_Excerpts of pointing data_
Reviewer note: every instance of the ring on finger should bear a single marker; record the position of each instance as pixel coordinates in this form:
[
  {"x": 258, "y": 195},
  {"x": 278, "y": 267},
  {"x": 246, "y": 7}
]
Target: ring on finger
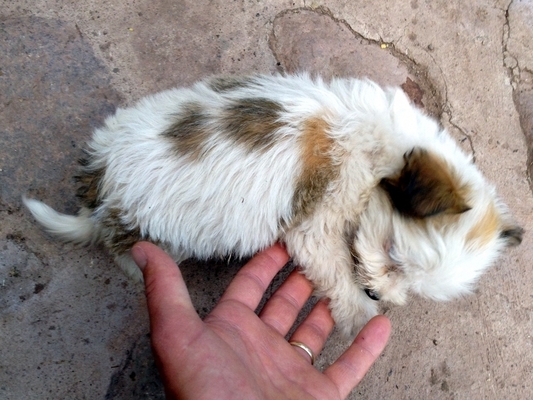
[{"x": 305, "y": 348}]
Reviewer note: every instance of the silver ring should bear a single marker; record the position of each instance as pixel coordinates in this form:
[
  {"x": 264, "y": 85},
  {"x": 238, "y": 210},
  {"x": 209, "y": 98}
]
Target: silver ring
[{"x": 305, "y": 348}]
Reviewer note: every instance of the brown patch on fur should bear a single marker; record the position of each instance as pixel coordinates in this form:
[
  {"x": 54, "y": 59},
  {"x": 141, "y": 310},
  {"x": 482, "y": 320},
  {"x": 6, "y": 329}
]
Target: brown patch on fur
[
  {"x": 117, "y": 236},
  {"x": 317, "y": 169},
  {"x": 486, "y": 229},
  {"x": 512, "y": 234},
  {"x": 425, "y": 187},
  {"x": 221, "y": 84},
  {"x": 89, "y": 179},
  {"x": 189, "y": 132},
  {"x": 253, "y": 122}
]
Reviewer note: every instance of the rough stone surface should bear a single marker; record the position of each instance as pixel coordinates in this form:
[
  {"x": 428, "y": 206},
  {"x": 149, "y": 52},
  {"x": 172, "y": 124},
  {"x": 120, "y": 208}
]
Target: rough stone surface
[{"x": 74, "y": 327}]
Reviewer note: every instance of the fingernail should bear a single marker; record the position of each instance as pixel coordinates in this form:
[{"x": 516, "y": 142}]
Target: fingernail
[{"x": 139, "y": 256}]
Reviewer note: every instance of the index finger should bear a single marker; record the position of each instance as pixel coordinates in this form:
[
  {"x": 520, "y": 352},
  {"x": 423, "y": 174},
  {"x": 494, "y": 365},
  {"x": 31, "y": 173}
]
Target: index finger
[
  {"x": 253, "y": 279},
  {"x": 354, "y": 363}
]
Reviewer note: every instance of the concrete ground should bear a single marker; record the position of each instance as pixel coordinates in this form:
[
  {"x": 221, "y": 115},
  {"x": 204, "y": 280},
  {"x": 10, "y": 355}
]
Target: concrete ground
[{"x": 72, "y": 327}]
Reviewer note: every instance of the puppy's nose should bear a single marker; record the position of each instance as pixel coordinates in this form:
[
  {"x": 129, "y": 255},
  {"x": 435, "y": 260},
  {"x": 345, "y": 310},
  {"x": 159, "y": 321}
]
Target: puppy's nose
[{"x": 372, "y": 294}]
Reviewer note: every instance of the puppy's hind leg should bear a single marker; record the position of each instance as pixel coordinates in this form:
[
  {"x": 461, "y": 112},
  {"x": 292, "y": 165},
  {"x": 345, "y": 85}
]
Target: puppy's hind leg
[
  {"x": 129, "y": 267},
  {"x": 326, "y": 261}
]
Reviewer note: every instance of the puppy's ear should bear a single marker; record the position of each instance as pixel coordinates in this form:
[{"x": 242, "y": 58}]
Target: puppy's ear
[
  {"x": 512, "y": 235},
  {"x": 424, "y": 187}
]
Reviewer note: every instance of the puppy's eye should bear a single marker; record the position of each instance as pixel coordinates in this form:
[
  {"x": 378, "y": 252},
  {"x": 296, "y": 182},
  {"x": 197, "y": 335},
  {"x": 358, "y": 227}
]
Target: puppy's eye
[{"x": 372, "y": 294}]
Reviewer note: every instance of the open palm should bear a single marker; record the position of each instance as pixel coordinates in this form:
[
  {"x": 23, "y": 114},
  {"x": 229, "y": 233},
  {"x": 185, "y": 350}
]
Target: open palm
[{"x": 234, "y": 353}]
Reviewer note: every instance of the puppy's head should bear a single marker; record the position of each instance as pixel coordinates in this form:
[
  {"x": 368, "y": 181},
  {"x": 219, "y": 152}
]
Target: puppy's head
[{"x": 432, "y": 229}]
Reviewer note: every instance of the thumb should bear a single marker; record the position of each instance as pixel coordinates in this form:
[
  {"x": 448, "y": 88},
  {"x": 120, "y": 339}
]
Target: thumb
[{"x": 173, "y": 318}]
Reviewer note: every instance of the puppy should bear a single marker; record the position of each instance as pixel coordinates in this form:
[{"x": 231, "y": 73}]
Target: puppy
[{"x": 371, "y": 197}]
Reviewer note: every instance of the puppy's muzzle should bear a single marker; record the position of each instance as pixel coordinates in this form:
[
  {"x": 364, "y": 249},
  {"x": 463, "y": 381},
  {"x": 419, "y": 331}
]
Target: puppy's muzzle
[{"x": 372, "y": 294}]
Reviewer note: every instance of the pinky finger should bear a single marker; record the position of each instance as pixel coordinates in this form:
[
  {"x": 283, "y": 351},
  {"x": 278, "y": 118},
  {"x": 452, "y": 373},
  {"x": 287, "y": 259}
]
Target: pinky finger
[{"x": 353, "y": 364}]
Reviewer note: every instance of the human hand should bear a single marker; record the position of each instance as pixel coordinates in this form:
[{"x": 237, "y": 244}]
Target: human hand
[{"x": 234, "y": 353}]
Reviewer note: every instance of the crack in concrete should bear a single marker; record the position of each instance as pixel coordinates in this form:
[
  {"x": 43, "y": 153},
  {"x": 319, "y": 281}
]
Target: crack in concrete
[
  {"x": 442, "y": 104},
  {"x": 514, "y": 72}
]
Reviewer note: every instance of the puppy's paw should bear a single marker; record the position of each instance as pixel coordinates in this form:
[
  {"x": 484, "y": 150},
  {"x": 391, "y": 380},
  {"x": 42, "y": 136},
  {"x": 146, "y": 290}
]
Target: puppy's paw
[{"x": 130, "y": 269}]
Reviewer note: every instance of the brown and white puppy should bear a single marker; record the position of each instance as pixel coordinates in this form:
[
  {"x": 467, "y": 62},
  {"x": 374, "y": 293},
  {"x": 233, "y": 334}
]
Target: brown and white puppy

_Stated goal_
Leave out the pictures and retype every line above exactly.

_Response below_
Reviewer note: every instance of the ring on finger should bear a single marker; record the position of each instance as pixel coordinates in this form:
[
  {"x": 258, "y": 195},
  {"x": 278, "y": 267},
  {"x": 246, "y": 7}
]
Target: ring on finger
[{"x": 305, "y": 348}]
Reviewer note: every instance of the silver ring should bear a single marker; record the position of each instance as pixel coordinates in this form:
[
  {"x": 264, "y": 85},
  {"x": 238, "y": 210},
  {"x": 209, "y": 98}
]
Target: silver ring
[{"x": 305, "y": 348}]
Reviewer note: every instance of the brown patch on fur should bear a single marker; record the position of each instance as pixel coordinates in this form:
[
  {"x": 54, "y": 59},
  {"x": 141, "y": 310},
  {"x": 482, "y": 320},
  {"x": 6, "y": 329}
]
Target: brown patch on fur
[
  {"x": 117, "y": 236},
  {"x": 317, "y": 169},
  {"x": 486, "y": 229},
  {"x": 512, "y": 234},
  {"x": 425, "y": 187},
  {"x": 221, "y": 84},
  {"x": 89, "y": 179},
  {"x": 189, "y": 132},
  {"x": 253, "y": 122}
]
Reviewer note: every instance of the rough stone surface should bear a single marker; record the position of each instance as pixel coordinates in this form:
[
  {"x": 428, "y": 206},
  {"x": 149, "y": 52},
  {"x": 172, "y": 124},
  {"x": 120, "y": 208}
]
Target: rough stone surface
[{"x": 74, "y": 327}]
Reviewer note: every instance of the fingernail should bear a single marker; record the position of each instance as pixel coordinates in this form:
[{"x": 516, "y": 142}]
Target: fingernail
[{"x": 139, "y": 256}]
Reviewer note: every instance of the index finger should bear a single marker; record the position of each instance as pixel coordinates in this form:
[
  {"x": 520, "y": 352},
  {"x": 423, "y": 174},
  {"x": 494, "y": 365},
  {"x": 31, "y": 173}
]
Target: index finger
[
  {"x": 253, "y": 279},
  {"x": 354, "y": 363}
]
Reviewer note: every instance of the concrete ground should bear a single marker; record the position of each instance as pixel coordinates in this form:
[
  {"x": 221, "y": 115},
  {"x": 204, "y": 280},
  {"x": 10, "y": 355}
]
Target: concrete ground
[{"x": 72, "y": 327}]
Reviewer note: every instance of the puppy's nose should bear a single marker; record the position of each instance as pixel coordinates in this form:
[
  {"x": 129, "y": 255},
  {"x": 435, "y": 260},
  {"x": 345, "y": 310},
  {"x": 159, "y": 321}
]
Target: puppy's nose
[{"x": 372, "y": 294}]
Reviewer note: every instance of the puppy's hind leg should bear a single marker; record the position of each instance as pixel coordinates in this form:
[
  {"x": 461, "y": 112},
  {"x": 292, "y": 165},
  {"x": 345, "y": 85}
]
Target: puppy's hind leg
[
  {"x": 129, "y": 267},
  {"x": 326, "y": 261}
]
Reviewer note: every instance of the puppy's ear should bear a single marker; record the position of each instance as pixel coordinates in this form:
[{"x": 242, "y": 58}]
Target: puppy's ear
[
  {"x": 512, "y": 235},
  {"x": 424, "y": 187}
]
Reviewer note: every instance of the puppy's eye should bear a single marker; record the position of each instance as pixel coordinates in this form:
[
  {"x": 378, "y": 252},
  {"x": 296, "y": 182},
  {"x": 197, "y": 335},
  {"x": 358, "y": 227}
]
Target: puppy's eye
[{"x": 372, "y": 294}]
Reviewer note: every instance of the open palm should bear a single marker; record the position of each instance as pixel coordinates in this form:
[
  {"x": 23, "y": 114},
  {"x": 229, "y": 233},
  {"x": 185, "y": 350}
]
Target: open palm
[{"x": 234, "y": 353}]
Reviewer note: every instance of the puppy's head should bear a single marker; record the position of each instance as pixel coordinates in this form:
[
  {"x": 368, "y": 181},
  {"x": 219, "y": 152}
]
Target: puppy's head
[{"x": 432, "y": 229}]
Reviewer note: every instance of the thumb should bear a single marker; record the position of each instance as pixel coordinates in this form:
[
  {"x": 448, "y": 88},
  {"x": 120, "y": 339}
]
Target: thumb
[{"x": 173, "y": 318}]
Reviewer note: every instance of the puppy should bear a single marker; record the position of each instance as pixel coordinates in this form:
[{"x": 231, "y": 73}]
Target: puppy
[{"x": 371, "y": 197}]
Reviewer note: every instance of the puppy's muzzle should bear a single marker; record the position of each instance as pixel coordinates in this form:
[
  {"x": 364, "y": 249},
  {"x": 463, "y": 381},
  {"x": 419, "y": 331}
]
Target: puppy's muzzle
[{"x": 372, "y": 294}]
Reviewer note: every instance of the pinky finger should bear a single marker; record the position of each instance as pixel coordinates in this form:
[
  {"x": 283, "y": 351},
  {"x": 278, "y": 118},
  {"x": 452, "y": 373},
  {"x": 287, "y": 259}
]
Target: pinky finger
[{"x": 353, "y": 364}]
Reviewer note: every instance of the human hand should bear a single marker; record the position of each instance as pixel coordinates in this form:
[{"x": 237, "y": 244}]
Target: human hand
[{"x": 234, "y": 353}]
Reviewer note: every instance of the crack in concrete should bear a single marker; record the position of each instance as pixel coordinates in this form:
[
  {"x": 43, "y": 153},
  {"x": 319, "y": 281}
]
Target: crack in concrete
[
  {"x": 442, "y": 104},
  {"x": 514, "y": 72}
]
Reviewer note: every instance of the puppy's paw should bear a single marker; record the position of each instance as pixel coordinates in this form:
[
  {"x": 484, "y": 150},
  {"x": 391, "y": 380},
  {"x": 42, "y": 136},
  {"x": 146, "y": 290}
]
Target: puppy's paw
[{"x": 130, "y": 269}]
Reviewer note: every instance of the brown and white puppy should bear a single marker; record the position of each instance as pixel coordinates in this form:
[
  {"x": 467, "y": 62},
  {"x": 374, "y": 293},
  {"x": 233, "y": 334}
]
Target: brown and white puppy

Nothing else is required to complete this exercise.